**** ENREGISTREMENTS ****

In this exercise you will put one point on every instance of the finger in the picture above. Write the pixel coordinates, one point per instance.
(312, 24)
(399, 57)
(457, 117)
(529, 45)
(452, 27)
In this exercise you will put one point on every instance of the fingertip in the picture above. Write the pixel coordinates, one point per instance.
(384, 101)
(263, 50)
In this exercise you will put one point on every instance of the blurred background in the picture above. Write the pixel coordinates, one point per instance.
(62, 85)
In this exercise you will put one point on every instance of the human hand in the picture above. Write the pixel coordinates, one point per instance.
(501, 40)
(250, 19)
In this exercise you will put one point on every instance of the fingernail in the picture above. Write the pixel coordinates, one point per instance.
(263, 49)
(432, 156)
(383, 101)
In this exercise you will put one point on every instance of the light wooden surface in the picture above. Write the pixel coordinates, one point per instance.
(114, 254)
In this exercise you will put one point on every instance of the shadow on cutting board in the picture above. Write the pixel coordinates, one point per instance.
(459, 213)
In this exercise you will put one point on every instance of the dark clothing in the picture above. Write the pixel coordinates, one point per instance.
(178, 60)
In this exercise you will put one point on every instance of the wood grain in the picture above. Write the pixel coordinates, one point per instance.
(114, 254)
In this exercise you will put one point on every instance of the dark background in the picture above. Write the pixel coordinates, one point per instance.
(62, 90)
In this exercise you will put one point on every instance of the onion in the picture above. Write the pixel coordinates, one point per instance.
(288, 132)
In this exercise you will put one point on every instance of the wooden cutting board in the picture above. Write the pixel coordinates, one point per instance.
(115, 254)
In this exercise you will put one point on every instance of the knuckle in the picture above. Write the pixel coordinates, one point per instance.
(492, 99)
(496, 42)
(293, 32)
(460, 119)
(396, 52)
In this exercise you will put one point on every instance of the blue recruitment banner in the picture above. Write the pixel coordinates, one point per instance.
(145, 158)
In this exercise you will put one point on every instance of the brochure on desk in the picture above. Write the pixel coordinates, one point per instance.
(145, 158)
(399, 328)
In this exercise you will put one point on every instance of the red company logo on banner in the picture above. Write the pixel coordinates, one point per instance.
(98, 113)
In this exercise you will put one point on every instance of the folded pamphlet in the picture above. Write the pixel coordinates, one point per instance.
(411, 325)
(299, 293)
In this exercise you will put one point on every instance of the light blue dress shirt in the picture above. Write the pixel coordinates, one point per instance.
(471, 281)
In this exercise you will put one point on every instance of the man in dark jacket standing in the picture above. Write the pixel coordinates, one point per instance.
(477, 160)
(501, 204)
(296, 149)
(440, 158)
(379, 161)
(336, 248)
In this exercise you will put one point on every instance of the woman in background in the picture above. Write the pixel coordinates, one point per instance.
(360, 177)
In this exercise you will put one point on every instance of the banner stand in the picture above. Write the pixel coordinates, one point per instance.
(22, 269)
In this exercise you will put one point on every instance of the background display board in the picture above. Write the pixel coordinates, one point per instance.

****

• TRAVAIL À RÉALISER
Réécrivez toutes les entrées ci-dessus sous forme de tableau Markdown à deux colonnes : « N° » pour le numéro de ligne et « Ligne » pour le texte, sans les lignes vides.

• RÉPONSE ATTENDUE
| N° | Ligne |
|---|---|
| 1 | In this exercise you will put one point on every instance of the finger in the picture above. Write the pixel coordinates, one point per instance. |
| 2 | (312, 24) |
| 3 | (399, 57) |
| 4 | (457, 117) |
| 5 | (529, 45) |
| 6 | (452, 27) |
| 7 | In this exercise you will put one point on every instance of the fingertip in the picture above. Write the pixel coordinates, one point per instance. |
| 8 | (384, 101) |
| 9 | (263, 50) |
| 10 | In this exercise you will put one point on every instance of the blurred background in the picture above. Write the pixel coordinates, one point per instance. |
| 11 | (62, 85) |
| 12 | In this exercise you will put one point on every instance of the human hand in the picture above. Write the pixel coordinates, one point per instance. |
| 13 | (501, 40) |
| 14 | (250, 19) |
| 15 | In this exercise you will put one point on every instance of the fingernail in the picture above. Write the pixel coordinates, one point per instance. |
| 16 | (263, 49) |
| 17 | (432, 156) |
| 18 | (383, 101) |
| 19 | In this exercise you will put one point on every instance of the light wooden surface in the picture above. Write the pixel coordinates, one point per instance. |
| 20 | (114, 254) |
| 21 | In this exercise you will put one point on every instance of the shadow on cutting board in the picture above. Write the pixel coordinates, one point per instance. |
| 22 | (459, 213) |
| 23 | In this exercise you will put one point on every instance of the dark clothing in the picture above. Write the pixel coordinates, one point per instance. |
| 24 | (178, 60) |
| 25 | In this exercise you will put one point on every instance of the wood grain in the picture above. Write the pixel coordinates, one point per instance. |
| 26 | (114, 254) |
| 27 | In this exercise you will put one point on every instance of the dark background in the picture above. Write the pixel coordinates, one point per instance. |
| 28 | (62, 90) |
| 29 | In this exercise you will put one point on every instance of the onion in the picture above. Write the pixel coordinates, one point per instance. |
| 30 | (288, 132) |
| 31 | In this exercise you will put one point on every instance of the wooden cutting board in the picture above. Write the pixel coordinates, one point per instance. |
| 32 | (115, 254) |
| 33 | In this exercise you will put one point on every instance of the knuckle in the picture above. Write the pixel coordinates, one point per instance. |
| 34 | (492, 99) |
| 35 | (496, 42) |
| 36 | (293, 32) |
| 37 | (460, 119) |
| 38 | (396, 52) |
| 39 | In this exercise you will put one point on every instance of the blue recruitment banner in the picture above. Write the pixel coordinates, one point per instance. |
| 40 | (145, 158) |
| 41 | In this exercise you will put one point on every instance of the brochure on desk in the picture above. Write the pixel coordinates, one point per instance. |
| 42 | (145, 158) |
| 43 | (399, 328) |
| 44 | In this exercise you will put one point on every instance of the red company logo on banner in the picture above. Write the pixel coordinates, one point per instance. |
| 45 | (98, 113) |
| 46 | In this exercise you will put one point on every instance of the folded pamphlet in the picture above. Write the pixel coordinates, one point per instance. |
| 47 | (411, 325) |
| 48 | (299, 293) |
| 49 | In this exercise you will put one point on every instance of the light blue dress shirt in the picture above. Write the pixel coordinates, one point per instance. |
| 50 | (471, 281) |
| 51 | In this exercise you will put one point on every instance of the man in dark jacket standing in the picture above. Write the pixel coordinates, one point per instance. |
| 52 | (477, 160) |
| 53 | (501, 204) |
| 54 | (296, 149) |
| 55 | (440, 158) |
| 56 | (379, 161) |
| 57 | (336, 248) |
| 58 | In this exercise you will put one point on every instance of the woman in background in the picture above. Write the pixel coordinates, one point per instance. |
| 59 | (360, 177) |
| 60 | In this exercise you will put one point on every instance of the banner stand in the picture above. Write the pixel coordinates, one point per instance. |
| 61 | (22, 269) |
| 62 | In this exercise you will put one point on every instance of the background display board in the picture above. Write the pixel coordinates, one point per instance. |